§ DIRECTIONS: Retype each of the entries below character for character, without changing anything.

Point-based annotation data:
"""
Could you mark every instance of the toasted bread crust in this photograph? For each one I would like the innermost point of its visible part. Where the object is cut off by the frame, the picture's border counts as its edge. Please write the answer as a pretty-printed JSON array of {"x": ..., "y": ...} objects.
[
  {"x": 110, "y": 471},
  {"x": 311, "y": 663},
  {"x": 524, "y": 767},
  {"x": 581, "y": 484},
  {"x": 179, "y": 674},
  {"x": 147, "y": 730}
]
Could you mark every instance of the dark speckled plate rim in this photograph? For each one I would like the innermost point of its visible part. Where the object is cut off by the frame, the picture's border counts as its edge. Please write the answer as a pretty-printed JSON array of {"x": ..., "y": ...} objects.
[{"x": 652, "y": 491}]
"""
§ RESULT FOR THIS EXERCISE:
Could you mark every instance of the toasted bread crust in this photograph? For each one I would like the innermost point of its visible part. Where the object is cut off by the frame, the picture's border counts as its edge. Please write the answer as a pretty-printed JSON array of {"x": ..., "y": ...} objects.
[
  {"x": 110, "y": 471},
  {"x": 311, "y": 663},
  {"x": 524, "y": 767},
  {"x": 581, "y": 484},
  {"x": 179, "y": 674},
  {"x": 147, "y": 730}
]
Could you mark every instance of the dark speckled plate rim in this photograph? For each one I would like the innermost point of its visible part. Where the object is cut off by the frame, the picture's border counts as its edge. Please write the answer as a pretty-printed JSON array of {"x": ..., "y": ...} objects.
[{"x": 652, "y": 491}]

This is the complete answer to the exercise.